* OPDRACHT
Kopieer woordelijk het deel van de tekst over de prediking dat begint bij "Als het goed" en eindigt bij "van de prediking.".

* BRONFRAGMENT
________________________
Een patiënt heeft voor dat alles vaak geen oog. Een patiënt komt met zijn nood in het ziekenhuis. Hij heeft een ernstige kwaal en dringend goede hulp nodig. Het gebouw, de mensen, de zalen en kamers kunnen hem eigenlijk niet zo veel schelen. De goede middelen, de dokter en het verplegend personeel, daar gaat het hem om. Een ziekenhuis is voor een patiënt heel wat anders dan voor een bezoeker. Bezoeker of patiënt, het is eigenlijk een wereld van verschil. Zeker bij een patiënt met een ernstige kwaal.
Kritiek
Het voorgaande doet me denken aan de prediking van het Evangelie. Elke zondag worden er in onze kerken preken gehouden. De ene preek is wat langer dan de andere. De ene predikant brengt het wat aantrekkelijker dan de andere. De ene gemeente is weer anders dan de andere. We kunnen regelmatig lezen in deze krant over allerlei problemen en zorgen rond de prediking. Sommigen vinden dat de mens in de prediking te veel in het middelpunt staat. Anderen vinden dat de verbondsvisie niet helemaal zuiver is. Weer anderen vinden de preken te kort of te lang. Het valt soms niet mee om het alle hoorders naar de zin te maken.
Als het goed is zijn dienaren van het Woord niet bezig om mensen te behagen, maar om Gods Woord uit te leggen en toe te passen. De kern van de prediking in de Bijbel is steeds weer uitleg en toepassing van Gods Woord. We kunnen het allemaal terugvinden in de preken in het boek Handelingen. Korte heldere preken die wijzen op de vervulling van Gods boodschap in en door het lijden, sterven en opstanding van Christus. Kennelijk is dat het hart van de prediking.
________________________
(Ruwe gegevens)

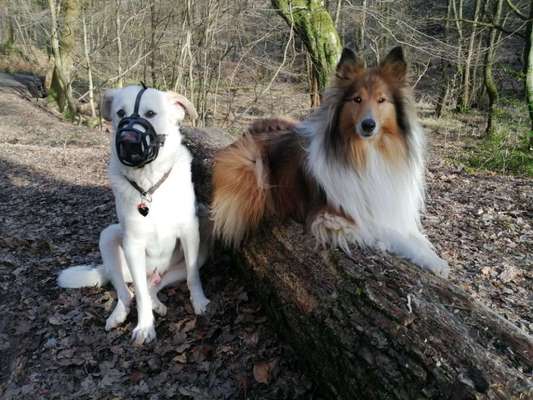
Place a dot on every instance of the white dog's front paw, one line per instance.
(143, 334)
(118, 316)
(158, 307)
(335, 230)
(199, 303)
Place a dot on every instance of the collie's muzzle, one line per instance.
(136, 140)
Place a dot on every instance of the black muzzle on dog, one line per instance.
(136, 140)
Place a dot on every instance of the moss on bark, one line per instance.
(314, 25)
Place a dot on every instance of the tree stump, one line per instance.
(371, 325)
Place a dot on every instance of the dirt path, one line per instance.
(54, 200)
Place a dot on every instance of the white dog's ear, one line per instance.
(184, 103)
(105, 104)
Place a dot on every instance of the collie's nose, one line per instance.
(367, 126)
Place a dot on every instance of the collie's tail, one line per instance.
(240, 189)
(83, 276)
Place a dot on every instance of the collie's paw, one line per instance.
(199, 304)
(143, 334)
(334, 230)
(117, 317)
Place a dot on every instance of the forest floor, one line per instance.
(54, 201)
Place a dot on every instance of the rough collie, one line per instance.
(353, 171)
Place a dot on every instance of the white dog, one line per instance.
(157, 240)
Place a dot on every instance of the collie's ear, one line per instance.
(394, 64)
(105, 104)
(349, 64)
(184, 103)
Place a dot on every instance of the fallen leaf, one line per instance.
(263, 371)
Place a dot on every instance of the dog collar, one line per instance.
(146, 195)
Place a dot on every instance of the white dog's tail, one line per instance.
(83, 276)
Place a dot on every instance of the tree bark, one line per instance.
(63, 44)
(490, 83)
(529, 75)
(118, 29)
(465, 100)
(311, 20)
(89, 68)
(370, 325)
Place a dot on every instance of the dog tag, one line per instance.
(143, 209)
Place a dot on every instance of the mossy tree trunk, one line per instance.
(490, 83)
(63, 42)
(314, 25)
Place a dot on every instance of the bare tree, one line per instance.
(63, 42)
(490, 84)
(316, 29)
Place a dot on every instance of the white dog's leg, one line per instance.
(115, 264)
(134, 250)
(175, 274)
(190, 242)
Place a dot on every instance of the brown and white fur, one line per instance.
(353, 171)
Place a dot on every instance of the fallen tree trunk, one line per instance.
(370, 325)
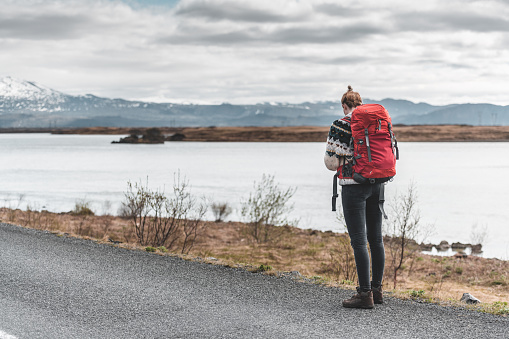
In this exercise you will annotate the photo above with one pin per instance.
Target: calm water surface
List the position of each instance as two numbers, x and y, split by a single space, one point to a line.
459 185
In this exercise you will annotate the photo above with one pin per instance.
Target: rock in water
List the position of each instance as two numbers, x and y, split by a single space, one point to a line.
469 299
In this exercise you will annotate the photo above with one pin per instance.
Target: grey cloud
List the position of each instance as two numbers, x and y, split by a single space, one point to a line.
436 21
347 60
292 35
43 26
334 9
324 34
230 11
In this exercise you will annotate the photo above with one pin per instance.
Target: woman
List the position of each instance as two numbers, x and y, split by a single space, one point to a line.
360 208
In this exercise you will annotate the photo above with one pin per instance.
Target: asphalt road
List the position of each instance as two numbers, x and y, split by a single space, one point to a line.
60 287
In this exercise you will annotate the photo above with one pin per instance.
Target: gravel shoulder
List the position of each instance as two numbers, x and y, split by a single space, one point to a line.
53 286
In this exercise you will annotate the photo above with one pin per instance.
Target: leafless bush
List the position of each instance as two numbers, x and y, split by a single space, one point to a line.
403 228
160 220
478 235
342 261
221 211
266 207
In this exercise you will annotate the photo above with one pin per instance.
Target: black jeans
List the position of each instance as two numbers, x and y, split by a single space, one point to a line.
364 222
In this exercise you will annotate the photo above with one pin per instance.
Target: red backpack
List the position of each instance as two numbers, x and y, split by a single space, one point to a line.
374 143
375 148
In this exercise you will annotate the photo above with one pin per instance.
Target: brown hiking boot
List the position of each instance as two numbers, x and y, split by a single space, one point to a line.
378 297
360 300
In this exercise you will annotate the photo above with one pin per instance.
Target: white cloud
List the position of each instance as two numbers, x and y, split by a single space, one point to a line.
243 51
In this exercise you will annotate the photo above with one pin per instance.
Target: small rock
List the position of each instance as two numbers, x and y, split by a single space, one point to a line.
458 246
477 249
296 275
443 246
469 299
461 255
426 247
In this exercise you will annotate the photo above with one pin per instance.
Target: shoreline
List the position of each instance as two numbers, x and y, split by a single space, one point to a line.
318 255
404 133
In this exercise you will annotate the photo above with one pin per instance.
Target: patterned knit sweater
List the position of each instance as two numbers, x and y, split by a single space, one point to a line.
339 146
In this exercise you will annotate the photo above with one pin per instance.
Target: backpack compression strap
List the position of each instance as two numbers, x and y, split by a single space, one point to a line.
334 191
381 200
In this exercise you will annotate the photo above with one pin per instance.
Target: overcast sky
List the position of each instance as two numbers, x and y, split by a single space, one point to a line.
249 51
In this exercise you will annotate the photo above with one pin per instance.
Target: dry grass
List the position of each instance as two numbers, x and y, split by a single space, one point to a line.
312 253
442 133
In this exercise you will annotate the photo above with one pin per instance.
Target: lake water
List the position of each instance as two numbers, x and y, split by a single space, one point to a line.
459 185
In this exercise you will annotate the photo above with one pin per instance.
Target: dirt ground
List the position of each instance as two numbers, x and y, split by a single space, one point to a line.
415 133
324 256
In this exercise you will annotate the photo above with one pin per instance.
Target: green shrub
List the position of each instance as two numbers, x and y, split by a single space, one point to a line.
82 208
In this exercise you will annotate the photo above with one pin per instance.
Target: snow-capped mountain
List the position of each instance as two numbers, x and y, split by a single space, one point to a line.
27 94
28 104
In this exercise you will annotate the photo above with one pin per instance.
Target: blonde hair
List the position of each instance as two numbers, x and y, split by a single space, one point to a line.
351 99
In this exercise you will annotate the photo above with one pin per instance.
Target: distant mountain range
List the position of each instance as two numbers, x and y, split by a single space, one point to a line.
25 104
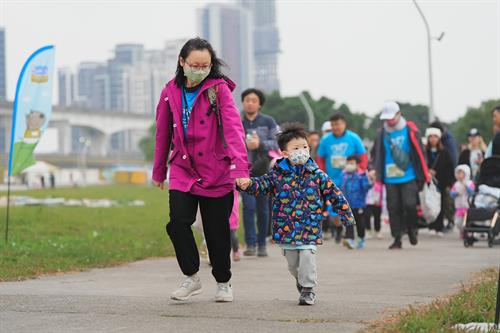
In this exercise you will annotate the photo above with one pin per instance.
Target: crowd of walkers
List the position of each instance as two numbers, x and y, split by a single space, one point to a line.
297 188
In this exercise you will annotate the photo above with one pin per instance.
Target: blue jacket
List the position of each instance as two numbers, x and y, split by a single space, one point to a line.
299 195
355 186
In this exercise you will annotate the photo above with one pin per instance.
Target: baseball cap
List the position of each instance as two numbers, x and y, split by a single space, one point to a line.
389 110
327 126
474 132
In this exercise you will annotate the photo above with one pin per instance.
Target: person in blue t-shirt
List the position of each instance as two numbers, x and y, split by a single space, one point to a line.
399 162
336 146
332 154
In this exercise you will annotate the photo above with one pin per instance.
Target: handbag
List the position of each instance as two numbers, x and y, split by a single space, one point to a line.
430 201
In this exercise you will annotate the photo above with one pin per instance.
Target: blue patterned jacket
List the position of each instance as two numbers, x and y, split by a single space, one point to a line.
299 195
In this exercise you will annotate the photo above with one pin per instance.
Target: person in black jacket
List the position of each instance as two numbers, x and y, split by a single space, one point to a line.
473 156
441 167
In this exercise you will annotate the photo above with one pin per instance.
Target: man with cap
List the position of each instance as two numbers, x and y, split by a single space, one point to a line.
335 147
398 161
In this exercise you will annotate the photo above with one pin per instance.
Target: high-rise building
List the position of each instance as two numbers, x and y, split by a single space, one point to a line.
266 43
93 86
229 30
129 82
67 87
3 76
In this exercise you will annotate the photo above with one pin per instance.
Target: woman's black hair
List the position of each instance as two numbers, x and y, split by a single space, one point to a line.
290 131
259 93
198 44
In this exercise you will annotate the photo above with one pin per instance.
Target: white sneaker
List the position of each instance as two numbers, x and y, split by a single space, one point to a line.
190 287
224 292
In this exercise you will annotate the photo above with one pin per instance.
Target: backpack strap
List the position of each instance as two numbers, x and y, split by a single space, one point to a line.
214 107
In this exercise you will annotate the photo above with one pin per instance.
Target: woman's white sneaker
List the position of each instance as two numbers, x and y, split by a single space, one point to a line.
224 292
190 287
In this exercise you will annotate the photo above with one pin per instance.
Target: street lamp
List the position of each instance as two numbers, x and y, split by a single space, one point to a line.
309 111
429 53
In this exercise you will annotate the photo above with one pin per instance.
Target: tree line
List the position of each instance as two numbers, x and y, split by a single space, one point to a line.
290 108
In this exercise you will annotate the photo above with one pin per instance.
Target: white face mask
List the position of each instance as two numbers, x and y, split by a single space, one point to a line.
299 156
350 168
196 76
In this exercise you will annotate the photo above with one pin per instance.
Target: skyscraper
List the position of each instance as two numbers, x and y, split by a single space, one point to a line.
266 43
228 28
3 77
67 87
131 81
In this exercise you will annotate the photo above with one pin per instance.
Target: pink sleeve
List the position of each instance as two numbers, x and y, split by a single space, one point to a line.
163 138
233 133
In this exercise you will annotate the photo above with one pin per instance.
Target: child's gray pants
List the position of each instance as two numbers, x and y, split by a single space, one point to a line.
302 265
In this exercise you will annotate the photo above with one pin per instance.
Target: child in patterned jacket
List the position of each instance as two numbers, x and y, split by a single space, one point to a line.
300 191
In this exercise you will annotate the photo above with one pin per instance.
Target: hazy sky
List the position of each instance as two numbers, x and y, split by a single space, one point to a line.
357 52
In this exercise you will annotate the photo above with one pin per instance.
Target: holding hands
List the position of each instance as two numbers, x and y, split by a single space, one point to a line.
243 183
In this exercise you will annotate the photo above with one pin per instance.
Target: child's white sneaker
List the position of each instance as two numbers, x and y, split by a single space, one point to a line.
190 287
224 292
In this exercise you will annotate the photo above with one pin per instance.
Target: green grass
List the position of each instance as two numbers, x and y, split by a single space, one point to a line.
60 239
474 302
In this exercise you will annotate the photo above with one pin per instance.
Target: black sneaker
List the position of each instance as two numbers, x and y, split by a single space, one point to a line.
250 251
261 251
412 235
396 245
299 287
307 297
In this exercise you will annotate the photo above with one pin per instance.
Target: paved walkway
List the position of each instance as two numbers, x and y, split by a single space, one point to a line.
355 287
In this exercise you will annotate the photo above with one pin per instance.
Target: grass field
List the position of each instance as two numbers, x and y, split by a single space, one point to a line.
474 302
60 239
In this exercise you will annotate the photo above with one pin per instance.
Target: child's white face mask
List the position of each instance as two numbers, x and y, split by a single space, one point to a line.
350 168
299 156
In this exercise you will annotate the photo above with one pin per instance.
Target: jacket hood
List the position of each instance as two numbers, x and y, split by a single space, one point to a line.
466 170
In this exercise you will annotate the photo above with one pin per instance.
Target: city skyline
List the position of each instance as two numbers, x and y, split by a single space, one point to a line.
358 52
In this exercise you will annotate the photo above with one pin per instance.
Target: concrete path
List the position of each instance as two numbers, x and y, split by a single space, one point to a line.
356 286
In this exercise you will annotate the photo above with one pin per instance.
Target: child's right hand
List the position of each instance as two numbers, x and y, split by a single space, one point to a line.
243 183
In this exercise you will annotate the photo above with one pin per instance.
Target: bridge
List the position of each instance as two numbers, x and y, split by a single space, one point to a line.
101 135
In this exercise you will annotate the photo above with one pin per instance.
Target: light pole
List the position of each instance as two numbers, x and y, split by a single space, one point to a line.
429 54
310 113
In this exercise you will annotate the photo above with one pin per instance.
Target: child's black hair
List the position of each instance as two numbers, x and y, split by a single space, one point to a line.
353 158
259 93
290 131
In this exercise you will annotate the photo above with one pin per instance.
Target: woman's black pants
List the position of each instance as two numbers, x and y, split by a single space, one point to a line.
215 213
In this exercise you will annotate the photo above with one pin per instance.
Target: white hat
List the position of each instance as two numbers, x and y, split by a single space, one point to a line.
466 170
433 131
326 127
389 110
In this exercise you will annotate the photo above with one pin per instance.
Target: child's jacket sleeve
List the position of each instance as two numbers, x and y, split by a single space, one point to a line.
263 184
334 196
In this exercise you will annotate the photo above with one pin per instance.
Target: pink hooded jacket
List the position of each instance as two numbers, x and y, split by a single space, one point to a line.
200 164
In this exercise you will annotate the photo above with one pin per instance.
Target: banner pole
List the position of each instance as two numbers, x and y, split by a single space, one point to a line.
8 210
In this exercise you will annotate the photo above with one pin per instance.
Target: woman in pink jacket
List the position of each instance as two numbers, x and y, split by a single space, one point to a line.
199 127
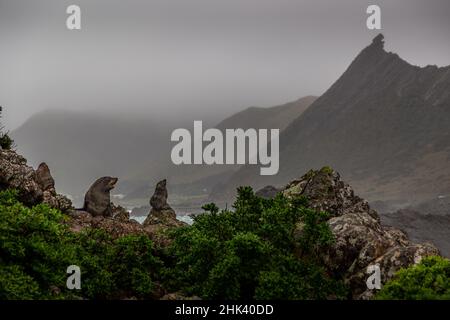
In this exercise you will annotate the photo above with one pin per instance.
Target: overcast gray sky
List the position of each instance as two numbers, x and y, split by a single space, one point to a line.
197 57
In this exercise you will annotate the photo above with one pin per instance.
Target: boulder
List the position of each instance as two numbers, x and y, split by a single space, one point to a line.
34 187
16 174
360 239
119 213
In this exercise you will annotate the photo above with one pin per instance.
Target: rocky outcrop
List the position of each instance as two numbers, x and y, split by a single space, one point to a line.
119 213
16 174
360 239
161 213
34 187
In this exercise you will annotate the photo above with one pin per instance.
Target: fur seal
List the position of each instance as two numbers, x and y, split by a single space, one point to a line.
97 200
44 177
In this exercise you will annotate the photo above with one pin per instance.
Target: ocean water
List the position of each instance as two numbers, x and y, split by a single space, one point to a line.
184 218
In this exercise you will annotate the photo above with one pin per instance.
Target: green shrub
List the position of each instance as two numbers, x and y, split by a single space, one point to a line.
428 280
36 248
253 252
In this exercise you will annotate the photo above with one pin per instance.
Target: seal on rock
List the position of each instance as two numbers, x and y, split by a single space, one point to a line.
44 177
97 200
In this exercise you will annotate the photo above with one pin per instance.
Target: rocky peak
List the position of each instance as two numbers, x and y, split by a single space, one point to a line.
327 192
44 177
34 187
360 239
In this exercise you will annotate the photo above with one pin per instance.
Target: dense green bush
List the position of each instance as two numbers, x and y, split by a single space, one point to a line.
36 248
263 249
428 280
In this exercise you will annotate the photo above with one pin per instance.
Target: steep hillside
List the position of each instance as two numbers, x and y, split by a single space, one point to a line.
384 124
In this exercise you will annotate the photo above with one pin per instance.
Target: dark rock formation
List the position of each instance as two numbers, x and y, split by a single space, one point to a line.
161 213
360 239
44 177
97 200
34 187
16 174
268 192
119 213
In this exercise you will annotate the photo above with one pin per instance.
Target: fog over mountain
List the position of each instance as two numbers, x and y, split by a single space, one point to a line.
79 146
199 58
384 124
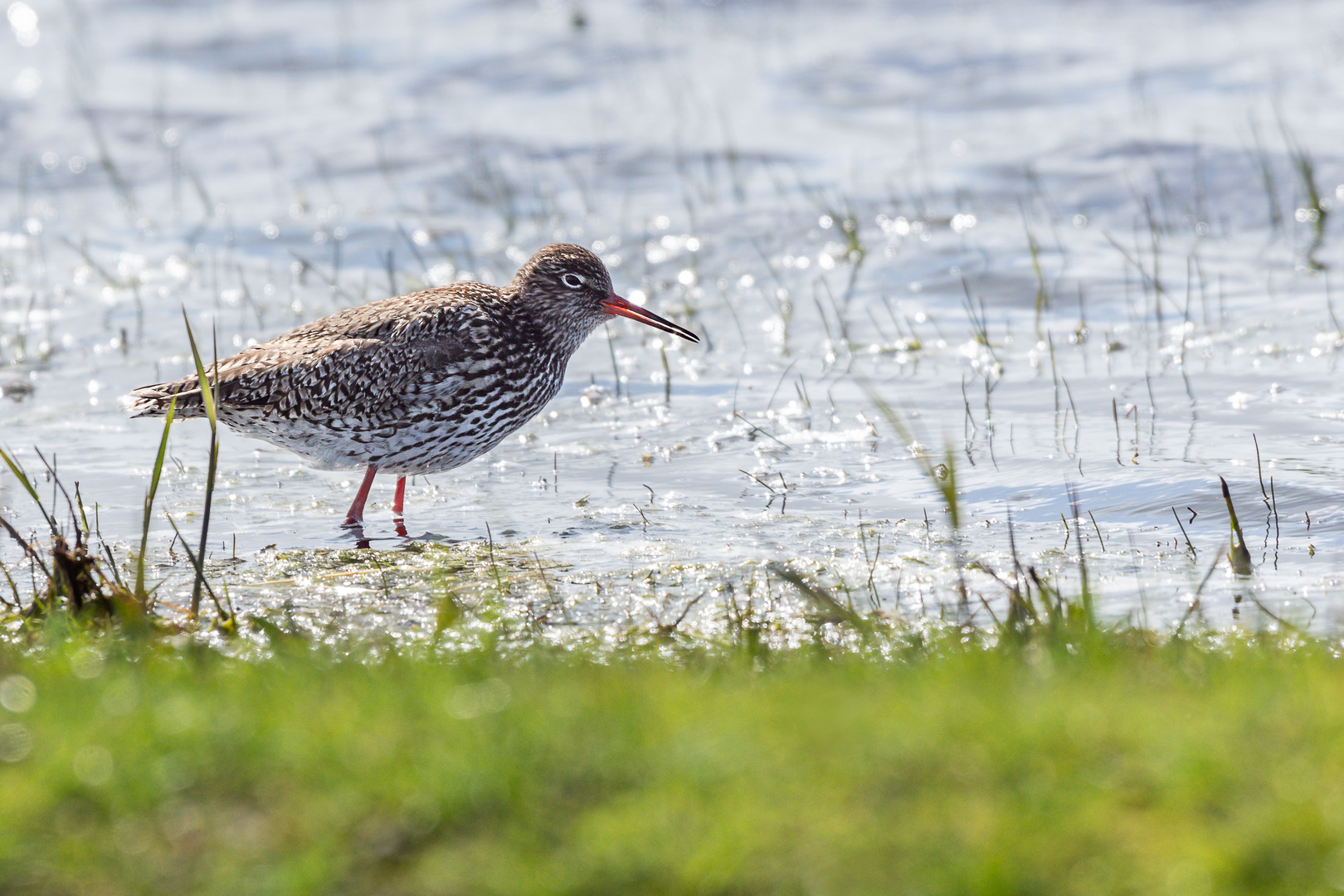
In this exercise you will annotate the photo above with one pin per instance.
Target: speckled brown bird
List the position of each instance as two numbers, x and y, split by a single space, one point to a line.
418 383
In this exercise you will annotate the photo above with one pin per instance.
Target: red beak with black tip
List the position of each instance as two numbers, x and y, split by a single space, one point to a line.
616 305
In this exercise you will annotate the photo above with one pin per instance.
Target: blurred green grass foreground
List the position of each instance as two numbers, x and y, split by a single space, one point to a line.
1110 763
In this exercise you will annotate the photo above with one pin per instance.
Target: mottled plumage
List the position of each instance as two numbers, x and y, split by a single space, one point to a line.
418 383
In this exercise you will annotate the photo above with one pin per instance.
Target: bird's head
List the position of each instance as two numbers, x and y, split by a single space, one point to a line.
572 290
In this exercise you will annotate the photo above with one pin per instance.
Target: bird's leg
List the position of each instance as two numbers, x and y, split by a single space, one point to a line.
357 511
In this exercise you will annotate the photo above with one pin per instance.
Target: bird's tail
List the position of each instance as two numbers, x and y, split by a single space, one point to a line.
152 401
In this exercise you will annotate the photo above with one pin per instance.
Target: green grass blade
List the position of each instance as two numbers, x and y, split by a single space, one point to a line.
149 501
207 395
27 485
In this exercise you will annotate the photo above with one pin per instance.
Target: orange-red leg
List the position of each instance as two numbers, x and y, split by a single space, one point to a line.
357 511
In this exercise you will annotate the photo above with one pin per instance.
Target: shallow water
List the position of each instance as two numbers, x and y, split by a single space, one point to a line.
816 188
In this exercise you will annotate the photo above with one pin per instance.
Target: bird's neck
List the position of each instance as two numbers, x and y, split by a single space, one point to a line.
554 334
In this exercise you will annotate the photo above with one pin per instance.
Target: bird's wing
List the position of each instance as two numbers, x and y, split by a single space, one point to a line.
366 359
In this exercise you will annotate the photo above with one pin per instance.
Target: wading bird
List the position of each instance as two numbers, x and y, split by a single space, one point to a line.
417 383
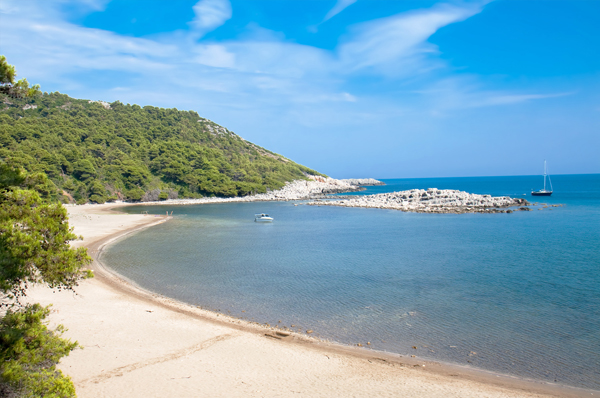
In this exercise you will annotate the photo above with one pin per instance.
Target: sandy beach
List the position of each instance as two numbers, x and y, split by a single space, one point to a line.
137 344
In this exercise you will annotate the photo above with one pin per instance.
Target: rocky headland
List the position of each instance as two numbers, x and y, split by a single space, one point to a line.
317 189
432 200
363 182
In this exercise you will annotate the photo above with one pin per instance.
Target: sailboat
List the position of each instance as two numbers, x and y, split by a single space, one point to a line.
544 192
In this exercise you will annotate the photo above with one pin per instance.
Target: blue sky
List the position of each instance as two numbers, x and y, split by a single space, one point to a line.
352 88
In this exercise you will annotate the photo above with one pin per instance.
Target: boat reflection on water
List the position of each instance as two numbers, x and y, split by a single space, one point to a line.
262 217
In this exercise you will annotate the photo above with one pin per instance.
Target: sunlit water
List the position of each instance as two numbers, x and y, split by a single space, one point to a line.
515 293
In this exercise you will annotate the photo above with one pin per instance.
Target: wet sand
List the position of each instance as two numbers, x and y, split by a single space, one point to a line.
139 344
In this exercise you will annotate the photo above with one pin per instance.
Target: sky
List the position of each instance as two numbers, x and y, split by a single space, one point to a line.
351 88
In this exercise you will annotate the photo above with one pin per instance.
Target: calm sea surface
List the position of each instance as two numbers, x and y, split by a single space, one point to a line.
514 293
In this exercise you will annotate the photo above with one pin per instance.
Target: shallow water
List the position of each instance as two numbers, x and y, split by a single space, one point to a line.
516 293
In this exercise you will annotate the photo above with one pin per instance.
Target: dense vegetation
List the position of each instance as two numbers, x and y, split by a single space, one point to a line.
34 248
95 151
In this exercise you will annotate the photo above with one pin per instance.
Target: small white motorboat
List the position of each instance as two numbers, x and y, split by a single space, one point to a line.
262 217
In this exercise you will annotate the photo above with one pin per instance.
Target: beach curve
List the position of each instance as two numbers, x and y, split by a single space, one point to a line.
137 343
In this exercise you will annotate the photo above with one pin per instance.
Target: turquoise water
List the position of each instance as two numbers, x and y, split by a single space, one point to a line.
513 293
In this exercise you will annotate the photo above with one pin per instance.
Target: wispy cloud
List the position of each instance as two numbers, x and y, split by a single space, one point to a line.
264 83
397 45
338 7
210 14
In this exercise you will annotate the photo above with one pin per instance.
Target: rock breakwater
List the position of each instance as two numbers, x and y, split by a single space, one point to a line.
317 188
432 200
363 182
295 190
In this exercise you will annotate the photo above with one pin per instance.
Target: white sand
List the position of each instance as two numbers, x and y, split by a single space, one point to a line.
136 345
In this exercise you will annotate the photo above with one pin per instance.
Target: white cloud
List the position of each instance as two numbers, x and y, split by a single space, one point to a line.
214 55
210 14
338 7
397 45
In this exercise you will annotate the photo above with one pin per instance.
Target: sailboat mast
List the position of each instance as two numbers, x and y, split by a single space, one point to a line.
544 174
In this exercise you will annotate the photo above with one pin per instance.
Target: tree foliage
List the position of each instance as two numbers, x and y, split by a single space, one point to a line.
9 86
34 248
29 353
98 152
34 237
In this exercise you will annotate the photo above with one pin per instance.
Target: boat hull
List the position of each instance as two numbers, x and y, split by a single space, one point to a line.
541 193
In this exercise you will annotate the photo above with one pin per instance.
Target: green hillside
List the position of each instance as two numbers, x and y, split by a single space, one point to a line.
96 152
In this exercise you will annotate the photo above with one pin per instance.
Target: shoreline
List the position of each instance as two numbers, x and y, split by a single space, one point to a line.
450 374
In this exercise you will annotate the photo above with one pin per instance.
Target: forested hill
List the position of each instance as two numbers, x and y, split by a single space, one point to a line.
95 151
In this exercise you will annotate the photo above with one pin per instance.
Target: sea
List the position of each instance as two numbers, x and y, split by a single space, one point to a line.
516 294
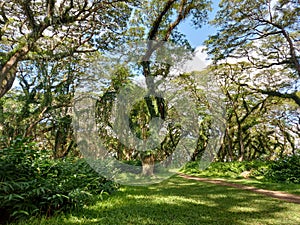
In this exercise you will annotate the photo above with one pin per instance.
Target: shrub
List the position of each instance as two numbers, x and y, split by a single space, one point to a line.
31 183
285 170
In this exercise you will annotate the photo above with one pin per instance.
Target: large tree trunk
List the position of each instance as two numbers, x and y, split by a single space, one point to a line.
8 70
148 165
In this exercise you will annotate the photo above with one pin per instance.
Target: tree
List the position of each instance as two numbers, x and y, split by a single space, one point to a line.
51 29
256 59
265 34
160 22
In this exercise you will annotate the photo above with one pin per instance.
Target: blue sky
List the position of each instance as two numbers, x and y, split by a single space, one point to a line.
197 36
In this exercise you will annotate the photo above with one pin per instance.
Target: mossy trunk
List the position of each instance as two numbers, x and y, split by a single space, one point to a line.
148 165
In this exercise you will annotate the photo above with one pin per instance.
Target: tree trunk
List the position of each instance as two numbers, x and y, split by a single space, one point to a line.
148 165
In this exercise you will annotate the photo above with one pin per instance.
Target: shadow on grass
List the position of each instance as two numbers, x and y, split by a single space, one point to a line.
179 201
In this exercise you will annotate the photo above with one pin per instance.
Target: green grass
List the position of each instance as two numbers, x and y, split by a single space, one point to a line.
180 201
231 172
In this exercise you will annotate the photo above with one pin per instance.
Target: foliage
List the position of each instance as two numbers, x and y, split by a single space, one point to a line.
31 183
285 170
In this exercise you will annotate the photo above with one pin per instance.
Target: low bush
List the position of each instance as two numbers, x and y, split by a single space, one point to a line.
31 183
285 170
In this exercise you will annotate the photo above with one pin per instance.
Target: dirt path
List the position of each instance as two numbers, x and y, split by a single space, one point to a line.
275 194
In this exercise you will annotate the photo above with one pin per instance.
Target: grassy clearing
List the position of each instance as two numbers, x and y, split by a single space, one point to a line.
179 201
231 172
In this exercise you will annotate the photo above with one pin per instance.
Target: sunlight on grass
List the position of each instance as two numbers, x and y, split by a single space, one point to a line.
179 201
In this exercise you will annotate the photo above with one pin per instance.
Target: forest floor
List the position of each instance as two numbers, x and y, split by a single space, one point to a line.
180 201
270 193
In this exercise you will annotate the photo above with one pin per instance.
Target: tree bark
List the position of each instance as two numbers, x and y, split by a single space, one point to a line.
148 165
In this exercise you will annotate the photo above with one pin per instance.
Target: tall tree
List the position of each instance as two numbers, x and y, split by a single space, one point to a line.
________________________
* VOLLEDIG ANTWOORD
Als het goed is zijn dienaren van het Woord niet bezig om mensen te behagen, maar om Gods Woord uit te leggen en toe te passen. De kern van de prediking in de Bijbel is steeds weer uitleg en toepassing van Gods Woord. We kunnen het allemaal terugvinden in de preken in het boek Handelingen. Korte heldere preken die wijzen op de vervulling van Gods boodschap in en door het lijden, sterven en opstanding van Christus. Kennelijk is dat het hart van de prediking.